- Exercise task -
Below are records to be output exactly, every one of them.

- Given entries -
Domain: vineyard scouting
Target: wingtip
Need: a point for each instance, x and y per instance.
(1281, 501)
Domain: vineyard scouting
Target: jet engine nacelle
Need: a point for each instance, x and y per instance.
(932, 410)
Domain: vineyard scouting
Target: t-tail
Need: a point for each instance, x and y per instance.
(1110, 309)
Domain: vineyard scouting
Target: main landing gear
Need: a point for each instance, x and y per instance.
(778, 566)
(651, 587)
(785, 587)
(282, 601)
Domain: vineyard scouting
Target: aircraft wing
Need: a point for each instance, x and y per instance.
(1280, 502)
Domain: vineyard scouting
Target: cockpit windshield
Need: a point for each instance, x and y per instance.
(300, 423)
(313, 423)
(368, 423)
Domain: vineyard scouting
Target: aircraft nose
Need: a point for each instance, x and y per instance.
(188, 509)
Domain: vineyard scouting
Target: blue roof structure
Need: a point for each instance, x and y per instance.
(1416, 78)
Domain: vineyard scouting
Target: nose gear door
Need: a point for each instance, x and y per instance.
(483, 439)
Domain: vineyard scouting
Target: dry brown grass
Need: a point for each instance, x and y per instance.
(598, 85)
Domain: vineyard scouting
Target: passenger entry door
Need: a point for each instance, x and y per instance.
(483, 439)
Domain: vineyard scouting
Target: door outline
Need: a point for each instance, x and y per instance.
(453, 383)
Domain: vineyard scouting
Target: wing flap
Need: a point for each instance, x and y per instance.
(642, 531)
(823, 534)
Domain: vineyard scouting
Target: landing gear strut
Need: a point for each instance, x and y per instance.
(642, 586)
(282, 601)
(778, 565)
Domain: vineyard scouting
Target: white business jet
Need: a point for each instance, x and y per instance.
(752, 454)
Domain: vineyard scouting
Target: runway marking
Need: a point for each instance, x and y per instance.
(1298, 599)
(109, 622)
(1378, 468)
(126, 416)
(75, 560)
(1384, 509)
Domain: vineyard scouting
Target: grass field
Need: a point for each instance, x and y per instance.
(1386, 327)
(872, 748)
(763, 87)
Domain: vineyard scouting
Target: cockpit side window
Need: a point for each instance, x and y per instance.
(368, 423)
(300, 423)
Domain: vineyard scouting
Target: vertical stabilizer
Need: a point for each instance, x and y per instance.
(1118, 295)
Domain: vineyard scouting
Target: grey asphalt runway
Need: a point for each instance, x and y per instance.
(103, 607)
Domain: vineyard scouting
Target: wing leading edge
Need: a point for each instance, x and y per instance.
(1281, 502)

- Worked answer -
Domain: vineyard scouting
Target: wingtip
Need: a point for each instance, x and y per instance.
(1281, 501)
Domain: vineyard scouting
Target: jet engine nacelle
Need: a point for each instance, x and y per instance.
(932, 410)
Domain: vineyard scouting
Target: t-tail
Need: a point for each instance, x and y per instance.
(1110, 309)
Domain: vineyard scouting
Target: main landing gear
Need: a point for each instance, x and y per instance.
(778, 566)
(651, 587)
(785, 587)
(282, 601)
Domain: vineyard scouting
Target: aircraft wing
Need: a point for each instance, x and y per instance.
(1280, 502)
Domain: vineyard scouting
Target: cockpit windshield
Need: a point for each instance, x and y per instance.
(300, 423)
(313, 423)
(368, 423)
Domain: vineyard scouting
Target: aircraft nose
Need: a point for each instance, x and y per instance.
(188, 509)
Domain: vineyard scouting
Target: blue roof structure
Need: a point for each instance, x and y per instance.
(1416, 78)
Domain: vineyard scouting
Target: nose gear door
Need: a point for each instance, x and y per instance.
(483, 439)
Domain: vineyard scouting
Target: dry brown grass
Need: a point for each instance, x and y per instance.
(598, 85)
Domain: vineyard scouting
Target: passenger entry door
Need: a point for each instance, x and y per instance.
(483, 439)
Domain: vineyard scouting
Target: door outline
Need: a point for each instance, x and y per instance.
(453, 383)
Domain: vineyard scouting
Target: wing flap
Need: a point for each instance, x and y per instance.
(642, 531)
(823, 534)
Domain: vineyard scouting
Target: landing gear strut
Need: a point for each instance, x and y per instance.
(642, 586)
(282, 601)
(778, 565)
Domain: vineyard scouting
Target: white business jet
Need: a point for each instance, x and y per instance.
(752, 454)
Domain: vineyard scouting
Target: runway marking
Need: a point for each instance, x and y per instance.
(1298, 599)
(109, 622)
(1378, 468)
(126, 416)
(75, 560)
(1384, 509)
Domain: vineyard scouting
Target: grass field
Need: a point for each instance, x and y per instance.
(1386, 327)
(872, 748)
(763, 87)
Domain: vineyard scouting
Target: cockpit side window
Need: a point for each instance, x and y per instance.
(368, 423)
(300, 423)
Domain: vineyard scouting
Target: vertical stabilizer
Need: a point for each instance, x and y per instance.
(1118, 295)
Domain: vineyard scouting
Target: grey asphalt runway
Need: a point for each instance, x and y per instance.
(103, 607)
Domain: vineyard scouting
Target: wing leading edge
Need: a point for each instance, x and y per instance.
(1281, 502)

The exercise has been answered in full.